───── TEXT SHOWN ─────

[Date Prev][Date Next][Thread Prev][Thread Next][Date Index][Thread Index]

Re: [Xen-devel] [PATCH 01/10] xen/arm: vpl011: Add pl011 uart emulation in Xen



On Wed, 19 Apr 2017, Bhupinder Thakur wrote:
> Hi Stefano,
> 
> Thanks for your comments.
> 
> On 19 April 2017 at 05:45, Stefano Stabellini <sstabellini@xxxxxxxxxx> wrote:
> >> +static void vpl011_read_data(struct domain *d, uint8_t *data)
> >> +{
> >> +    unsigned long flags;
> >> +    struct vpl011_s *vpl011=&d->arch.vpl011;
> >
> > The code style is:
> >
> >     vpl011 = &d->arch.vpl011
> >
> >
> >> +    struct xencons_interface *intf=(struct xencons_interface 
> >> *)vpl011->ring_buf;
> >
> > Same here. Please fix it everywhere.
> >
> I will fix the coding style here.
> 
> >
> >> +    /*
> >> +     * Initialize the data so that even if there is no data in ring buffer
> >> +     * 0 is returned.
> >> +     */
> >> +    *data = 0;
> >> +
> >> +    VPL011_LOCK(d, flags);
> >> +
> >> +    /*
> >> +     * It is expected that there will be data in the ring buffer when this
> >> +     * function is called since the guest is expected to read the data 
> >> register
> >> +     * only if the TXFE flag is not set.
> >> +     * If the guest still does read event when TXFE bit is set then 0 will
> >> +     * be returned.
> >> +     */
> >> +    if ( !VPL011_IN_RING_EMPTY(intf) )
> >> +    {
> >> +        *data = intf->in[MASK_XENCONS_IDX(intf->in_cons++, intf->in)];
> >
> > For correctness, it is important to maintain the right ordering and use
> > barriers:
> >
> >         in_cons = intf->in_cons;
> >         *data = intf->in[MASK_XENCONS_IDX(in_cons, intf->in)];
> >         smb_mb();
> >         intf->in_cons = in_cons + 1;
> >
> >
> >> +    }
> >> +
> >> +    if ( VPL011_IN_RING_EMPTY(intf) )
> >> +    {
> >> +        vpl011->uartfr |= (RXFE);
> >> +        vpl011->uartris &= ~(RXI);
> >> +    }
> >> +
> >> +    vpl011->uartfr &= ~(RXFF);
> >> +
> >> +    VPL011_UNLOCK(d, flags);
> >
> > I think we need to notify xenconsoled here, in case the ring was
> > previosuly full? Now that we have read some data, xenconsoled can go
> > back and write more.
> >
> Yes this is a valid point. I will send an event here.
> 
> >
> >> +}
> >> +
> >> +static void vpl011_write_data(struct domain *d, uint8_t data)
> >> +{
> >> +    unsigned long flags;
> >> +    struct vpl011_s *vpl011=&d->arch.vpl011;
> >> +    struct xencons_interface *intf=(struct xencons_interface 
> >> *)vpl011->ring_buf;
> >> +
> >> +    VPL011_LOCK(d, flags);
> >> +
> >> +    /*
> >> +     * It is expected that the ring is not full when this function is 
> >> called
> >> +     * as the guest is expected to write to the data register only when 
> >> the
> >> +     * TXFF flag is not set.

───── RAW DATA ─────

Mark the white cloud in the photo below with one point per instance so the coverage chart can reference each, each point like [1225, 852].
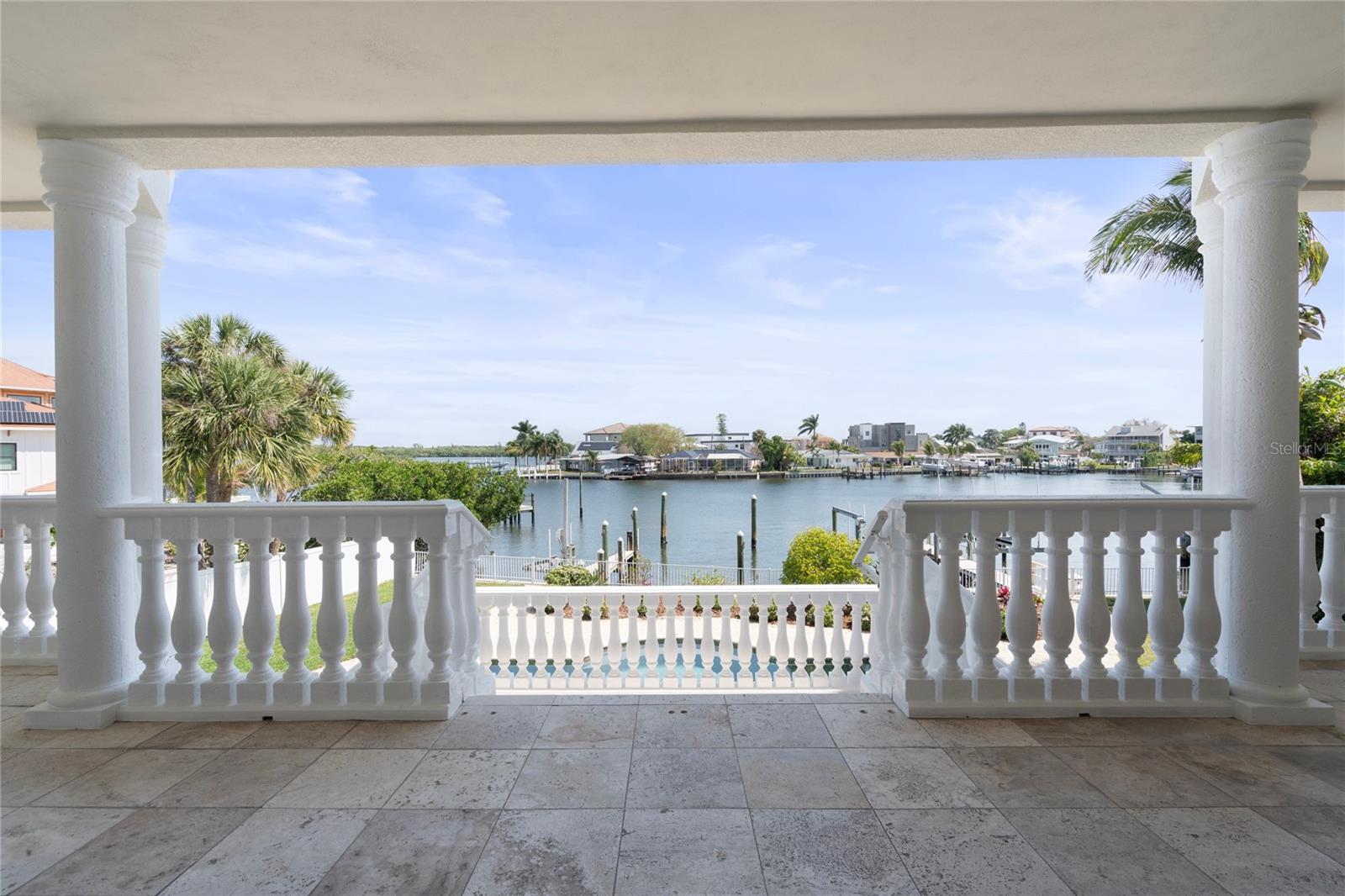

─────

• THE TASK:
Reproduce verbatim the passage of the mailing-list message starting at "[Date Prev][Date Next][Thread" and ending at "domain *d, uint8_t *data)". Work from the mailing-list message alone and leave the data aside.

• SOLUTION:
[Date Prev][Date Next][Thread Prev][Thread Next][Date Index][Thread Index]

Re: [Xen-devel] [PATCH 01/10] xen/arm: vpl011: Add pl011 uart emulation in Xen



On Wed, 19 Apr 2017, Bhupinder Thakur wrote:
> Hi Stefano,
> 
> Thanks for your comments.
> 
> On 19 April 2017 at 05:45, Stefano Stabellini <sstabellini@xxxxxxxxxx> wrote:
> >> +static void vpl011_read_data(struct domain *d, uint8_t *data)